De aquella época, pero ya un pelín mayor, cinco o seis años, guardo el recuerdo más emocionante de mi vida relacionado con el aprendizaje lector, concretamente con la comprensión lectora. Fue cuando entendí un pequeño texto que había en la contraportada de una cartilla. La historia de una niña que, asomada al balcón, observa la llegada de las golondrinas como preámbulo de la primavera. Desde entonces he tenido una especial predilección por estas aves. Daría mi reino por poder saber qué cartilla era exactamente; posiblemente alguna de las cartillas Álvarez, pero por mucho que lo he intentado no he podido averiguarlo.

Mis primeras lecturas fueron los cuentos troquelados. Me gustaban especialmente los que llevaban un pequeño juguete relacionado con el personaje o la historia: “La ratita presumida” traía una escoba; “El sastrecillo valiente”, unas tijeras de plástico; “El gatito Mix”, un cascabel, “El doctor Hazo” con su fonendo… A principio de los sesenta, juntaba las estampas y los cuentos troquelados de Ferrándiz, mi ilustrador favorito durante mucho tiempo, hasta que a cierta edad ya me pareció de un cursi redomado.

EXTRACTO DE DATOS
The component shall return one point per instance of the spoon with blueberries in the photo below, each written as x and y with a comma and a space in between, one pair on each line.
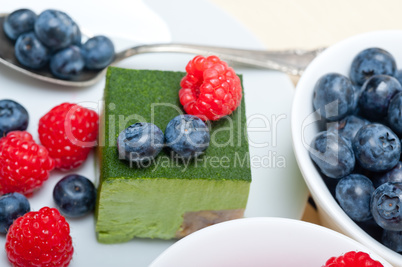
49, 47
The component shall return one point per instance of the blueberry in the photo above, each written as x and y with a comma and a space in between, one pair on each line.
140, 142
395, 114
98, 52
18, 22
77, 36
348, 126
30, 52
334, 96
369, 62
376, 96
13, 116
187, 135
55, 29
357, 89
67, 63
353, 193
392, 240
12, 206
376, 147
393, 175
386, 206
74, 195
332, 154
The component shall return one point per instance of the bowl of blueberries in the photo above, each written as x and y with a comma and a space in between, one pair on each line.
346, 130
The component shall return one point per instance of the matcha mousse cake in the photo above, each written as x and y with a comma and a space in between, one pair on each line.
169, 198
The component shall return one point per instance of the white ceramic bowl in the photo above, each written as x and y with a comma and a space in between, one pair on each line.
260, 241
336, 58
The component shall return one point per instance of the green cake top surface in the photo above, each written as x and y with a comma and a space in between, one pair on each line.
152, 96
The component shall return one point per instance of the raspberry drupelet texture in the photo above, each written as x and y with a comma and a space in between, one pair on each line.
69, 131
40, 238
24, 165
211, 89
353, 259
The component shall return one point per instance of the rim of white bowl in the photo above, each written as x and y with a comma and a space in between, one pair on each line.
313, 179
237, 224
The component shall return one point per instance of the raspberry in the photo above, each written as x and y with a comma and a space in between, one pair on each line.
211, 89
24, 165
69, 131
40, 238
353, 259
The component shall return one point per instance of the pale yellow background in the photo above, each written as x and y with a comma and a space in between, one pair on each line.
283, 24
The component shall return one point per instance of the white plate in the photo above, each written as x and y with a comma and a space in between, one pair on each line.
276, 190
260, 242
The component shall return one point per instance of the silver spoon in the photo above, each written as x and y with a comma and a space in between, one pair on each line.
292, 62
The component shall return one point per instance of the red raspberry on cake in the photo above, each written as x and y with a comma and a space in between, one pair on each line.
211, 89
24, 165
40, 238
69, 131
353, 259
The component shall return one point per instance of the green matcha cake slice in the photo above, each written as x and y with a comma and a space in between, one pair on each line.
170, 198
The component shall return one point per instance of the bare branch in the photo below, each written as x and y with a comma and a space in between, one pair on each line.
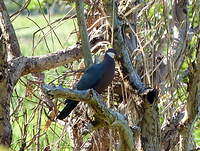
108, 117
83, 33
8, 33
25, 65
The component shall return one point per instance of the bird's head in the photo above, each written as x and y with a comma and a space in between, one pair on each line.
111, 52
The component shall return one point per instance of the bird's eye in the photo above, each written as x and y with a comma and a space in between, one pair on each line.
112, 55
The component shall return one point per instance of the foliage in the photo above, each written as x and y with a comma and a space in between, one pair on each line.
37, 36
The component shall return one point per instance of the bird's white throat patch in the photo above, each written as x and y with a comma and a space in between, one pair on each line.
112, 55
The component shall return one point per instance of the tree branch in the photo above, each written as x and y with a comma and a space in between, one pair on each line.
107, 117
9, 35
25, 65
83, 33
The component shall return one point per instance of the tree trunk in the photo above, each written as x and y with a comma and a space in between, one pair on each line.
5, 127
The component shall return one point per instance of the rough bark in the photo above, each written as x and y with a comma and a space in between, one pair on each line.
108, 118
83, 33
192, 106
5, 127
12, 45
25, 65
150, 129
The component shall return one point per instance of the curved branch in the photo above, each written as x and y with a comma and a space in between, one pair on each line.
8, 33
25, 65
107, 117
83, 33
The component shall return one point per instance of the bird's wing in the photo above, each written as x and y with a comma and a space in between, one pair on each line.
91, 76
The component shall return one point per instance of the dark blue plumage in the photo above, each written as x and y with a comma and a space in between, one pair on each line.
98, 77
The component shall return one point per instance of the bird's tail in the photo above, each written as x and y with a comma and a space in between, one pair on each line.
67, 109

TAREA ESCRITA 1
Indica si cada afirmación coincide con el fragmento sobre las primeras lecturas y cita las palabras del texto que lo deciden: (a) el recuerdo más emocionante de quien narra sucedió a los cinco o seis años; (b) quien narra logró averiguar qué cartilla era; (c) "El gatito Mix" traía unas tijeras de plástico.
TAREA ESCRITA 2
Continúa el fragmento sobre las primeras lecturas a partir de su última frase.

RESULTADO FINAL 1
(a) Sí: "cinco o seis años".
(b) No: "por mucho que lo he intentado no he podido averiguarlo".
(c) No: "“El gatito Mix”, un cascabel".

RESULTADO FINAL 2
Hasta los 9 años estuve escolarizada en el “colegio de mi padre”, una única chica en clases de chicos durante muchos cursos. Un poco antes de cumplir los 10 entré en Ingreso en el colegio del Sagrado Corazón de Jesús, solo de niñas y perteneciente a la orden de las Carmelitas. Allí estuve hasta terminar el bachiller superior. Me gustaban los libros; sin embargo, tengo muy poca memoria respecto a lo que leía durante todos esos años. Tal vez porque dedicaba más tiempo a jugar o a hacer la cantidad inmensa de deberes que me mandaban y que tanto aborrecía. Solo recuerdo que me encantaban las lecturas de la Historia Sagrada de las Enciclopedias Álvarez, los chistes, anécdotas, citas y otros escritos breves de la pequeña revista de Selecciones Reader’s Digest que llegaba a mi casa puntualmente, algún libro de Enyd Blyton y, por supuesto, ¡tebeos!

A partir de 4.º de bachiller comenzó mi entusiasmo lector: leía todo lo que caía en mis manos. De los libros “obligatorios” (ya en bachiller superior) me impresionó Pepita Jiménez de Juan Varela. Aquella historia de amor que parecía imposible entre un seminarista y Pepita, que encima se iba a casar con el padre de este, me resultó tremendamente sugerente y moderna para la época. Y ¡además con un final de cuento de hadas! A través de las compañeras descubrí a Martín Vigil. Del novelista jesuita leí Un sexo llamado débil y La edad prohibida. Para nosotras, adolescentes en la época franquista, este escritor, con una narrativa moderna y comprometida para la época aunque teñida de sentimientos religiosos, supuso todo un descubrimiento.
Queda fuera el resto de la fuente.